→ **Work order**: From the line that includes "negative clicks: (15, 137)" to the closing line of the data, please transcribe every line exactly and add nothing.

Items from a data source
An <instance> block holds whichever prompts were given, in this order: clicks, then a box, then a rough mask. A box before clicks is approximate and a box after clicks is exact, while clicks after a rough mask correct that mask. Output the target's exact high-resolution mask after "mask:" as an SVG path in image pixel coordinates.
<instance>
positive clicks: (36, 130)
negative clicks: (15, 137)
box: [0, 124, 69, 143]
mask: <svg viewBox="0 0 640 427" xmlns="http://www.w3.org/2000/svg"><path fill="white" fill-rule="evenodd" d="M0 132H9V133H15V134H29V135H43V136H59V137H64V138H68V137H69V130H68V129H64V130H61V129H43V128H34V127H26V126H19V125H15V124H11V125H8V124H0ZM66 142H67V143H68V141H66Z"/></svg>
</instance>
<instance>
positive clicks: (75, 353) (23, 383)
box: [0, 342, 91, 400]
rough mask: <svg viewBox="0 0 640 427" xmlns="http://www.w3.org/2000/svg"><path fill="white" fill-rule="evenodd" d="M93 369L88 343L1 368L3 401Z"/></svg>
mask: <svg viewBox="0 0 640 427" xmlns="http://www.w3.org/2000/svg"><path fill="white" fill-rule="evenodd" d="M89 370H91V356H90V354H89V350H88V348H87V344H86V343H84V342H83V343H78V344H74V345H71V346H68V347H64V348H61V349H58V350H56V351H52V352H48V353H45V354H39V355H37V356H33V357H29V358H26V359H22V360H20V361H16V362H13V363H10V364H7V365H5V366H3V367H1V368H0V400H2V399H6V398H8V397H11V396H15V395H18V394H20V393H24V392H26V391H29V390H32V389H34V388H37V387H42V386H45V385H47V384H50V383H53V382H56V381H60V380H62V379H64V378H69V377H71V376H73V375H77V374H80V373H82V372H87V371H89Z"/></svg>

→ **Answer space**:
negative clicks: (15, 137)
box: [0, 124, 69, 143]
mask: <svg viewBox="0 0 640 427" xmlns="http://www.w3.org/2000/svg"><path fill="white" fill-rule="evenodd" d="M0 132H9V133H15V134H29V135H43V136H59V137H64V138H68V137H69V130H68V129H64V130H61V129H43V128H34V127H26V126H19V125H15V124H11V125H8V124H0ZM66 142H67V143H68V141H66Z"/></svg>
</instance>
<instance>
positive clicks: (75, 353) (23, 383)
box: [0, 342, 91, 400]
rough mask: <svg viewBox="0 0 640 427" xmlns="http://www.w3.org/2000/svg"><path fill="white" fill-rule="evenodd" d="M93 369L88 343L1 368L3 401Z"/></svg>
mask: <svg viewBox="0 0 640 427" xmlns="http://www.w3.org/2000/svg"><path fill="white" fill-rule="evenodd" d="M89 370H91V356H90V354H89V350H88V348H87V344H86V343H84V342H83V343H78V344H74V345H71V346H68V347H64V348H61V349H58V350H56V351H52V352H48V353H45V354H39V355H37V356H33V357H29V358H26V359H22V360H20V361H16V362H13V363H10V364H7V365H5V366H3V367H1V368H0V400H2V399H6V398H8V397H11V396H15V395H18V394H20V393H24V392H26V391H29V390H32V389H34V388H37V387H42V386H45V385H47V384H50V383H53V382H56V381H60V380H62V379H64V378H69V377H71V376H73V375H77V374H80V373H82V372H87V371H89Z"/></svg>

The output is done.